Give again, exactly as written, each line of the material below starting at the line that contains "Note: for every instance of the tulip bud" and ending at the line that contains "Note: for every instance of the closed". Both ends count, and no other line does.
──────
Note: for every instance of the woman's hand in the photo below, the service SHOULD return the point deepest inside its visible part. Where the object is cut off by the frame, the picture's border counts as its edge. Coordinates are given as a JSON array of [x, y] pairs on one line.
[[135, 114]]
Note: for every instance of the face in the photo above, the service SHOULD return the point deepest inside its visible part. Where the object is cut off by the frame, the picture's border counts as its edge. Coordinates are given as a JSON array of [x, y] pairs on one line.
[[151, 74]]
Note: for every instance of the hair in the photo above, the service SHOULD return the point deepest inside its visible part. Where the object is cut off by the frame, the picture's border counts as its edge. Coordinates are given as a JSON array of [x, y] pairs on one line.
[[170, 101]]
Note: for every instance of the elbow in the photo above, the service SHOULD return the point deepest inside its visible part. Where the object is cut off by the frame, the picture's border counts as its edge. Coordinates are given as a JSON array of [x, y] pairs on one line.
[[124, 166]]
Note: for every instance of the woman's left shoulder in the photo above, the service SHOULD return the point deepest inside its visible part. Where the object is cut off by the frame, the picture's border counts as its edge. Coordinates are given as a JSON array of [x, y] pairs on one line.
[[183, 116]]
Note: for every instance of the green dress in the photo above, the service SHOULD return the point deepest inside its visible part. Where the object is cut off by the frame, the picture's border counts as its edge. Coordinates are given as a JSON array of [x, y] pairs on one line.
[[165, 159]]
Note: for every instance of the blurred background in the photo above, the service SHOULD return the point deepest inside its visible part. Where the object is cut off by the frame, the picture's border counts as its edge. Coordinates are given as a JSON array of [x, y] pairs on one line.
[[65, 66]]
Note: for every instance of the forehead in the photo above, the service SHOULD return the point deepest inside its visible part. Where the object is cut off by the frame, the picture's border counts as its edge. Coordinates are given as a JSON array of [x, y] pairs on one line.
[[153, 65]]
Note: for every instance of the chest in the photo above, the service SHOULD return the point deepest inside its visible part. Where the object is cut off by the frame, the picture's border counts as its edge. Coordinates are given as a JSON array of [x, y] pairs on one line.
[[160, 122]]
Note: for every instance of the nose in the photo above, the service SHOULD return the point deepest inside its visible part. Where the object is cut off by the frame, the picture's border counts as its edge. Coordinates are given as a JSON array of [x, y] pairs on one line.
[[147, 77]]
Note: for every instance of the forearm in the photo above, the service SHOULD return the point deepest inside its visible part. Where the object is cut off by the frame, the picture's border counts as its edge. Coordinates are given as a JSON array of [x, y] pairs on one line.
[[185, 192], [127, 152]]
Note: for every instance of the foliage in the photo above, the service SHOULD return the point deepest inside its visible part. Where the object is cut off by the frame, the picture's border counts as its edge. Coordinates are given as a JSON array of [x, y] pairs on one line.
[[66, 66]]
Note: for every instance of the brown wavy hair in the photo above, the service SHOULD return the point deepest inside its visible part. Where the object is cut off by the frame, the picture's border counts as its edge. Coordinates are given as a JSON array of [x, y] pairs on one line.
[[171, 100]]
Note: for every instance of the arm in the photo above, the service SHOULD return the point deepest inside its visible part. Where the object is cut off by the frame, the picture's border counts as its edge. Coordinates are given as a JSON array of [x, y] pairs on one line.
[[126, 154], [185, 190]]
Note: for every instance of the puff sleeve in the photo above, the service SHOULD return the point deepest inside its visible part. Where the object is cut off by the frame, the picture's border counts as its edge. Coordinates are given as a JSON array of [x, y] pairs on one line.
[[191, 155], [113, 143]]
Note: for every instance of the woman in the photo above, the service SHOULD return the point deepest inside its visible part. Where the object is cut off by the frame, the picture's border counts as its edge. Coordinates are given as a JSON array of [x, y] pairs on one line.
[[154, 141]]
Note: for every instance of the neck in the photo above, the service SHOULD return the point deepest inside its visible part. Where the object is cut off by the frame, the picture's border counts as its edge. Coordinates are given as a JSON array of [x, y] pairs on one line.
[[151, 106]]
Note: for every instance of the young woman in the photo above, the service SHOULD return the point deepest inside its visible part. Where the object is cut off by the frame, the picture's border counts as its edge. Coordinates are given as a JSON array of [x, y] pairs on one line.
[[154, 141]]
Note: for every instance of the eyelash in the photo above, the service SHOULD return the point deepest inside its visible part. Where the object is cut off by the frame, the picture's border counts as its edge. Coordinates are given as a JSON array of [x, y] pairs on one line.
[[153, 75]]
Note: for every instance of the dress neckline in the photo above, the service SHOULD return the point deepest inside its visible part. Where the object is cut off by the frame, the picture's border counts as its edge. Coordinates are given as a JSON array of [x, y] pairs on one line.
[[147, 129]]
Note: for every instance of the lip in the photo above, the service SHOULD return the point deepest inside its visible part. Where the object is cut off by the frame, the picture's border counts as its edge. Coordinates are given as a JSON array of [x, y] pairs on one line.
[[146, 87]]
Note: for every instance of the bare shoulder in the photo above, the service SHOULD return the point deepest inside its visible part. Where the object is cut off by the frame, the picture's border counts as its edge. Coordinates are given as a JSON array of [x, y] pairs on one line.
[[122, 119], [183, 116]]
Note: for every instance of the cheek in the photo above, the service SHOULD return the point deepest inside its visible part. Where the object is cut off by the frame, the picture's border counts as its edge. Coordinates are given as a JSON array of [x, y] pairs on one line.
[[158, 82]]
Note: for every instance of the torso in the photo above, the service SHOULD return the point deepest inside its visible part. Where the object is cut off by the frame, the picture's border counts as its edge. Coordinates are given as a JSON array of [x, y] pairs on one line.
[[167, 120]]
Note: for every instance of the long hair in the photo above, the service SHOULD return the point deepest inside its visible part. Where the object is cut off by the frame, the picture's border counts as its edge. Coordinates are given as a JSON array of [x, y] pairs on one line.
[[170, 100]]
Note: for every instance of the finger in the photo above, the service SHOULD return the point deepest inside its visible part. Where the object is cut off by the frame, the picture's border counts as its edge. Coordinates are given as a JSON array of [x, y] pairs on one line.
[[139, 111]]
──────
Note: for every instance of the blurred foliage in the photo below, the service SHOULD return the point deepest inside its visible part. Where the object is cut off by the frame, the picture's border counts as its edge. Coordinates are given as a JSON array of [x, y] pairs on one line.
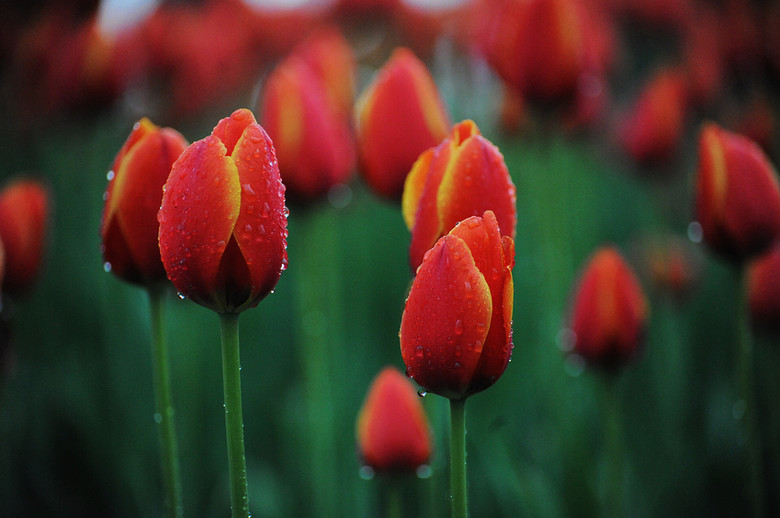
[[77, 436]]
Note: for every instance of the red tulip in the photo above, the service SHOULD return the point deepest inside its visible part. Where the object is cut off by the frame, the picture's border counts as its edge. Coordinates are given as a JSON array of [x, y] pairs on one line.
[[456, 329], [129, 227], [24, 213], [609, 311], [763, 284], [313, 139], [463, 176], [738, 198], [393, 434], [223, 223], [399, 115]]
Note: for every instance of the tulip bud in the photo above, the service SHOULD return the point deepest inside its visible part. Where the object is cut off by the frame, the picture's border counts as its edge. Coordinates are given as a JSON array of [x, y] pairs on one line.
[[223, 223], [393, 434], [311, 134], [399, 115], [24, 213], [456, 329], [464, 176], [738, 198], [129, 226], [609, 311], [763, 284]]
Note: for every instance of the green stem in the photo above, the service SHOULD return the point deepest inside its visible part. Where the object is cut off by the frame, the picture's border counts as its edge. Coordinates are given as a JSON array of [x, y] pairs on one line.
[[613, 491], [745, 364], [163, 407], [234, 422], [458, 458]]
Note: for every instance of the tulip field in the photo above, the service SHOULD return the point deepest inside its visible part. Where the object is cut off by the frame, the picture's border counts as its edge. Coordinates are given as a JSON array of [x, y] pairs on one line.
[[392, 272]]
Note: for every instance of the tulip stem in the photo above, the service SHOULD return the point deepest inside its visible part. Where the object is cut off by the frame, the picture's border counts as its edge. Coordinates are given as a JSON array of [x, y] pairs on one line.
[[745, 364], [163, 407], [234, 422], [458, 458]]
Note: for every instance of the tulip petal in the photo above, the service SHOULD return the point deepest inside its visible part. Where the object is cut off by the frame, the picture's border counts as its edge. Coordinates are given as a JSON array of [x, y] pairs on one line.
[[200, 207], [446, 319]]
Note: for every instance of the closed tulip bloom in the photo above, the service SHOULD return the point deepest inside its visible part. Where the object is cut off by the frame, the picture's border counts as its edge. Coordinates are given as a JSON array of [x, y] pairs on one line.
──────
Answer to this exercise »
Note: for every instance of the tulip bud in the photo above, the service SHOULD return the point deepest inside its visible part. Where the object is cut off by the frame, the picture's border counts as its edge. Coordinates are given as a JSON array of [x, y] pairs on one line.
[[223, 223], [393, 434], [311, 134], [399, 115], [24, 213], [456, 329], [464, 176], [738, 198], [129, 226], [609, 311], [763, 284]]
Note: for every instance of the green stem in the photo above, the service SHOULD return the point deepest inside its visible part. Where the object is cut off by the frame, the picture's border counts as its edge. Coordinates are given as a JSON array of [x, y] pairs on one line.
[[613, 491], [745, 364], [163, 407], [234, 422], [458, 458]]
Note: for every instance of the tulip field in the photo above, the service SHOULD return the point deepest inside its visible part. Where the object is cut off by the frame, the picture's border counts as its edge. Coordinates are given as a JSON array of [x, y] pairs on one line.
[[392, 272]]
Note: for every instance of the tulip stem in the photo above, the service SHOULD return the point deepest inside its visible part. Where the object is cut off by the frame, the picture's border counts as its edge. Coordinates are given as a JSON array of [x, y] pairs on one line.
[[745, 364], [163, 407], [234, 422], [458, 458]]
Note: for every instance of the tulip petal in the photo above, the service SHOULD return the point deepest inside its visible part. Where the object is cut off by the frame, the picture's border counts as its edge. Coordinates are given as a JSON array of [x, y] pairs on one line.
[[200, 207], [446, 319]]
Note: for every instance of the closed tulip bloom in the photo above, the service SHOULD return the point deepest inside its visible part. Where the object is cut off by the frame, the picture's border counts as its edge. Coordinates are given as a JSON array of [x, y] pairs on one line.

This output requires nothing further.